#### MATERIAL
○ ○ ○ ○ ○ ○ ○
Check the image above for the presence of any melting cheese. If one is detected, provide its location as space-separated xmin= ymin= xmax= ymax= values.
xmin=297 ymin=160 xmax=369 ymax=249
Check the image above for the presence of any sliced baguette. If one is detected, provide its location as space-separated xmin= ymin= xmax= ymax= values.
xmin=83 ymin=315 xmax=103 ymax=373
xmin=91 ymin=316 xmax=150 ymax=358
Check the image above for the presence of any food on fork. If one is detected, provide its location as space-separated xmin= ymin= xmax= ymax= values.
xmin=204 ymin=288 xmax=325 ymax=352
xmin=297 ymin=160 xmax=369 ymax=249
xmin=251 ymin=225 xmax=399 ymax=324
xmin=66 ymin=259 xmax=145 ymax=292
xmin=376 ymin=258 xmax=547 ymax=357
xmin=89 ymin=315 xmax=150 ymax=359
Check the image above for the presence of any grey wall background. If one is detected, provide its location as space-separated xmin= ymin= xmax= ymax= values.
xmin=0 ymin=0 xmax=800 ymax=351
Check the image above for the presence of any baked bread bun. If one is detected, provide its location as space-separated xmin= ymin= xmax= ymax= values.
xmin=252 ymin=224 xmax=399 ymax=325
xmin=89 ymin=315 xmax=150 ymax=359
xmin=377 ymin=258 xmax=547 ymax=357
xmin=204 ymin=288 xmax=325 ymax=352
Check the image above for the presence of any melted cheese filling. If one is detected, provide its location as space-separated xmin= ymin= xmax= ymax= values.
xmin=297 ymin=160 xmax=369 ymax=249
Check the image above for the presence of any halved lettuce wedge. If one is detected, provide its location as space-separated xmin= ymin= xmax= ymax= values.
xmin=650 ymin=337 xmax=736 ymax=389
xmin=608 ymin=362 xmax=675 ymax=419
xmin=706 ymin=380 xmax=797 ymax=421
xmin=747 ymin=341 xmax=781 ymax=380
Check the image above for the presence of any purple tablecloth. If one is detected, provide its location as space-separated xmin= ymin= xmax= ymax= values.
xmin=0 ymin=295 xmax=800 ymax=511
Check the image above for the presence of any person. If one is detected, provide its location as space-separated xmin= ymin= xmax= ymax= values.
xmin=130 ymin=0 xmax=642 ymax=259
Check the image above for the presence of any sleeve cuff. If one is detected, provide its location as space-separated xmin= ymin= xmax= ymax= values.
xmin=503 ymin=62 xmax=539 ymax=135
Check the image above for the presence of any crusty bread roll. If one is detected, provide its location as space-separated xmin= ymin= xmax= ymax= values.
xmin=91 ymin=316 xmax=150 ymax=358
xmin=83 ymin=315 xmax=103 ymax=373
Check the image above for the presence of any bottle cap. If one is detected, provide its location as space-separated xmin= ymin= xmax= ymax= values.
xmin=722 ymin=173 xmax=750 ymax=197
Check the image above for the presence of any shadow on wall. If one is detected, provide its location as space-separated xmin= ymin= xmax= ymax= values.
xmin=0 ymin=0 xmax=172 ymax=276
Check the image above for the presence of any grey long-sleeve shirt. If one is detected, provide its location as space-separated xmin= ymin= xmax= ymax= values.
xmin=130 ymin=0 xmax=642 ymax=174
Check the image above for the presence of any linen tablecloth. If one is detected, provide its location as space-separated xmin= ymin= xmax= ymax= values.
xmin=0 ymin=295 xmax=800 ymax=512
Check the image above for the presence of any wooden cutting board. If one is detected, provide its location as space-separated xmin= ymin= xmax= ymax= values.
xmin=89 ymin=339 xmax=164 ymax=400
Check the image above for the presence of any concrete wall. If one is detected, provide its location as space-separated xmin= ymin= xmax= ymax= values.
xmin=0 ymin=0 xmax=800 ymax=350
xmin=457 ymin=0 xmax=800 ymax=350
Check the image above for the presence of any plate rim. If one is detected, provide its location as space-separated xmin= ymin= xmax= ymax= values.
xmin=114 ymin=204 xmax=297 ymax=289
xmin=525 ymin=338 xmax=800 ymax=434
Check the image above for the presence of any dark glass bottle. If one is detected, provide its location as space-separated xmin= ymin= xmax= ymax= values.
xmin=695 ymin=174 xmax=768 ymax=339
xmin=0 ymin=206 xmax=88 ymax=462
○ ○ ○ ○ ○ ○ ○
Copy out every line of the material above, word for word and character for character.

#### FULL ANSWER
Check the image above for the presence of any melting cheese. If one is detected, provide its location as space-separated xmin= ymin= xmax= ymax= values.
xmin=297 ymin=160 xmax=369 ymax=249
Check the image above for the presence of any sliced baguette. If one is detected, provide its location as space-separated xmin= ymin= xmax= ymax= values.
xmin=83 ymin=315 xmax=103 ymax=373
xmin=91 ymin=316 xmax=150 ymax=358
Check the image above for the presence of any food on fork. If one is detected, provide its location as space-separated xmin= ymin= xmax= ymax= values.
xmin=204 ymin=288 xmax=325 ymax=352
xmin=297 ymin=160 xmax=369 ymax=249
xmin=251 ymin=225 xmax=399 ymax=324
xmin=66 ymin=259 xmax=145 ymax=292
xmin=376 ymin=258 xmax=547 ymax=357
xmin=89 ymin=315 xmax=150 ymax=359
Check the image above for the presence of any grey wall background. If one is detected, provide its location as space-separated xmin= ymin= xmax= ymax= values.
xmin=0 ymin=0 xmax=800 ymax=351
Check the image above for the presence of any baked bread bun. If one is detected, provide its location as space-separated xmin= ymin= xmax= ymax= values.
xmin=252 ymin=224 xmax=399 ymax=325
xmin=89 ymin=315 xmax=150 ymax=359
xmin=377 ymin=258 xmax=547 ymax=357
xmin=204 ymin=288 xmax=325 ymax=352
Check the image above for the presence of any melted cheese filling. If one is detected, provide its location as space-separated xmin= ymin= xmax= ymax= values.
xmin=297 ymin=160 xmax=369 ymax=249
Check the image above for the presence of any halved lettuce wedge. If one is detected, provide its location as space-separated xmin= ymin= xmax= ymax= values.
xmin=650 ymin=337 xmax=736 ymax=389
xmin=608 ymin=362 xmax=675 ymax=419
xmin=706 ymin=380 xmax=797 ymax=421
xmin=747 ymin=341 xmax=781 ymax=380
Check the image above for the presence of any purple tablecloth. If one is detected, provide its location as space-separated xmin= ymin= xmax= ymax= values.
xmin=0 ymin=295 xmax=800 ymax=511
Check the image above for the presence of any person. If one is detected, provide its location as space-separated xmin= ymin= xmax= ymax= values.
xmin=130 ymin=0 xmax=642 ymax=259
Check the image above for the presence of any sleeve cuff. If one is detected, provide its location as space-separated xmin= ymin= xmax= ymax= values.
xmin=503 ymin=62 xmax=539 ymax=135
Check the image above for the presence of any crusty bread roll. If one is detected, provide its location as space-separated xmin= ymin= xmax= ymax= values.
xmin=91 ymin=316 xmax=150 ymax=358
xmin=83 ymin=315 xmax=103 ymax=373
Check the image above for the presence of any bottle cap. If one is detected, provide its location as space-separated xmin= ymin= xmax= ymax= values.
xmin=722 ymin=173 xmax=750 ymax=197
Check the image above for the presence of any shadow on wall. If one is detected, provide its location as space-separated xmin= ymin= xmax= ymax= values.
xmin=0 ymin=0 xmax=172 ymax=276
Check the image above for the presence of any grey long-sleeve shirt. If one is detected, provide its location as space-separated xmin= ymin= xmax= ymax= values.
xmin=130 ymin=0 xmax=642 ymax=174
Check the image above for the presence of any linen tablecloth. If one is detected, provide its location as space-separated xmin= ymin= xmax= ymax= values.
xmin=0 ymin=295 xmax=800 ymax=512
Check the image above for the presence of any wooden cutting board. If one is detected, provide its location as space-separated xmin= ymin= xmax= ymax= values.
xmin=89 ymin=339 xmax=164 ymax=400
Check the image above for the presence of any concrete wall. If one is detected, provide its location as space-separated xmin= ymin= xmax= ymax= values.
xmin=0 ymin=0 xmax=800 ymax=350
xmin=457 ymin=0 xmax=800 ymax=350
Check the image above for the presence of any plate rim. If one is detected, provide its location as space-separated xmin= ymin= xmax= ymax= values.
xmin=114 ymin=204 xmax=297 ymax=289
xmin=525 ymin=338 xmax=800 ymax=434
Check the image above for the presence of any dark glass bottle. If one is detected, provide its location as space-separated xmin= ymin= xmax= ymax= values.
xmin=695 ymin=174 xmax=768 ymax=339
xmin=0 ymin=206 xmax=88 ymax=462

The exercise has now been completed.